### [Data supplied]
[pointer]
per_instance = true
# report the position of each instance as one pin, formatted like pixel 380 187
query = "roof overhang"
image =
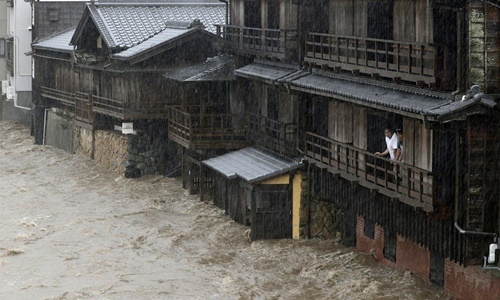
pixel 219 68
pixel 251 164
pixel 406 101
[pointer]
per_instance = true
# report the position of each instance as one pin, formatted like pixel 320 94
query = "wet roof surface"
pixel 263 71
pixel 59 42
pixel 124 26
pixel 251 164
pixel 213 69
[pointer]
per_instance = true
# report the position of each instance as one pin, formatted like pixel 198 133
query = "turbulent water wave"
pixel 71 230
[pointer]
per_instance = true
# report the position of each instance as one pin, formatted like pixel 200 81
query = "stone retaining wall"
pixel 318 217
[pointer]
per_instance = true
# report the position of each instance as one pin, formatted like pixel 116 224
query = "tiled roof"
pixel 123 26
pixel 58 42
pixel 415 101
pixel 251 164
pixel 264 72
pixel 158 39
pixel 213 69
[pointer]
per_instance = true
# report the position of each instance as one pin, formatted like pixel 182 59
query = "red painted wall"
pixel 461 283
pixel 470 283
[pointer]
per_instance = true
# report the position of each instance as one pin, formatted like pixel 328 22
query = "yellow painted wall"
pixel 297 191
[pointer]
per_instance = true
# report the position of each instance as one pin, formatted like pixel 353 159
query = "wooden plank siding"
pixel 408 184
pixel 439 236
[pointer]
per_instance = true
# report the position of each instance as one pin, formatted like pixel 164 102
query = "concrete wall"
pixel 59 131
pixel 107 148
pixel 11 113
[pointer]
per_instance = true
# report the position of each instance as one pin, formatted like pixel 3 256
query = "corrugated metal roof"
pixel 58 42
pixel 124 26
pixel 251 164
pixel 219 68
pixel 267 72
pixel 435 106
pixel 158 39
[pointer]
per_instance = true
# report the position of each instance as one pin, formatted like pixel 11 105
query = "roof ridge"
pixel 101 25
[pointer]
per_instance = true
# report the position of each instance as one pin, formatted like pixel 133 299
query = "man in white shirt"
pixel 391 140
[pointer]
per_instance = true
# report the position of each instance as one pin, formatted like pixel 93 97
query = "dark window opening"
pixel 53 14
pixel 273 14
pixel 369 230
pixel 2 47
pixel 436 274
pixel 252 14
pixel 390 245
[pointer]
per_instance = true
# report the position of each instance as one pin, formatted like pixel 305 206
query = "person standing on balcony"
pixel 391 141
pixel 399 153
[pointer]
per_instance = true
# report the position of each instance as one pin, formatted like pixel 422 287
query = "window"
pixel 53 14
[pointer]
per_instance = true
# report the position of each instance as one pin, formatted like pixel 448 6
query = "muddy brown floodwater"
pixel 71 230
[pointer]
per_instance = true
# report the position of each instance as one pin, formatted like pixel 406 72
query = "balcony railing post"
pixel 410 49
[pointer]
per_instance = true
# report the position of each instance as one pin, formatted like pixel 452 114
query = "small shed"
pixel 257 188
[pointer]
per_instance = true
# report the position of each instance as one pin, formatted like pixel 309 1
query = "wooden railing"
pixel 274 135
pixel 410 184
pixel 408 61
pixel 9 56
pixel 271 43
pixel 62 98
pixel 204 131
pixel 83 108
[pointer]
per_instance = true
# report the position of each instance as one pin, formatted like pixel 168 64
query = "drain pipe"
pixel 19 106
pixel 227 10
pixel 457 192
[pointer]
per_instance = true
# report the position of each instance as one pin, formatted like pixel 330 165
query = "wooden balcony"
pixel 269 43
pixel 273 135
pixel 60 98
pixel 192 129
pixel 9 56
pixel 129 110
pixel 408 184
pixel 407 61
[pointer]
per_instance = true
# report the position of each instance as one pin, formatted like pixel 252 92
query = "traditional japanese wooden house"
pixel 428 68
pixel 265 51
pixel 108 73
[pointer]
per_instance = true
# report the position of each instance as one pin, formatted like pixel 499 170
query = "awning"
pixel 219 68
pixel 58 42
pixel 251 164
pixel 269 73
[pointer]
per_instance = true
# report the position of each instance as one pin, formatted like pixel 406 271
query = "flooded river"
pixel 72 230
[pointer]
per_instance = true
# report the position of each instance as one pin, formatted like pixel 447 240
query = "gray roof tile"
pixel 124 26
pixel 59 42
pixel 213 69
pixel 264 71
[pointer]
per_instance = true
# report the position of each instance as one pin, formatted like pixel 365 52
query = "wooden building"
pixel 343 71
pixel 279 118
pixel 108 73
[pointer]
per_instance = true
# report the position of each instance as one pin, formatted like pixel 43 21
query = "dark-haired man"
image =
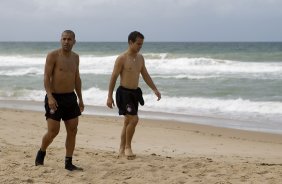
pixel 129 65
pixel 63 87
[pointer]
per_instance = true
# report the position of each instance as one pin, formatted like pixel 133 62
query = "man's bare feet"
pixel 121 153
pixel 129 154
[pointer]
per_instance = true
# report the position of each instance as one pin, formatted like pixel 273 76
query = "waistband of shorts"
pixel 63 94
pixel 127 89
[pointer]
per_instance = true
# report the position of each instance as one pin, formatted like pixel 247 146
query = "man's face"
pixel 67 41
pixel 137 45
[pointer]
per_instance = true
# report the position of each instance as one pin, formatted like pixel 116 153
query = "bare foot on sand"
pixel 129 154
pixel 121 153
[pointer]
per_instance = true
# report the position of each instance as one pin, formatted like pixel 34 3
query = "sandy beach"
pixel 167 152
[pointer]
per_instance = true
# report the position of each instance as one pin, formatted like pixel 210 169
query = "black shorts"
pixel 67 107
pixel 127 101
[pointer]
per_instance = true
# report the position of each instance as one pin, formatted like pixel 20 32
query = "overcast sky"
pixel 158 20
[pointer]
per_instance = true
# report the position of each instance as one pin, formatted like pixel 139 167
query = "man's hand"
pixel 158 94
pixel 52 103
pixel 110 102
pixel 81 106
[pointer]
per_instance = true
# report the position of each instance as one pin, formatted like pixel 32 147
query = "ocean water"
pixel 240 82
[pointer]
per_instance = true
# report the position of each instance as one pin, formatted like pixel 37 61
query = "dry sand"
pixel 167 152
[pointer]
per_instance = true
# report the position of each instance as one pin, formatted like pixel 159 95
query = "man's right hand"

### [What the task asks]
Rewrite the material from its start through the line holding "pixel 318 217", inclusive, changing "turbulent water wave" to "choppy water wave" and keeping everything else the same. Leave the pictures out.

### [Complete answer]
[pointer]
per_instance = true
# report the position of each instance as one pin, formatted like pixel 380 187
query = "roof overhang"
image =
pixel 219 68
pixel 251 164
pixel 406 101
[pointer]
per_instance = true
# report the position of each instance as one pin, formatted like pixel 320 94
query = "wet roof surface"
pixel 263 71
pixel 59 42
pixel 124 26
pixel 251 164
pixel 213 69
[pointer]
per_instance = true
# report the position of each instance as one pin, formatted like pixel 198 133
query = "choppy water wave"
pixel 71 230
[pointer]
per_instance = true
# report the position of each instance as one pin, formatted like pixel 200 81
query = "stone retaining wall"
pixel 318 217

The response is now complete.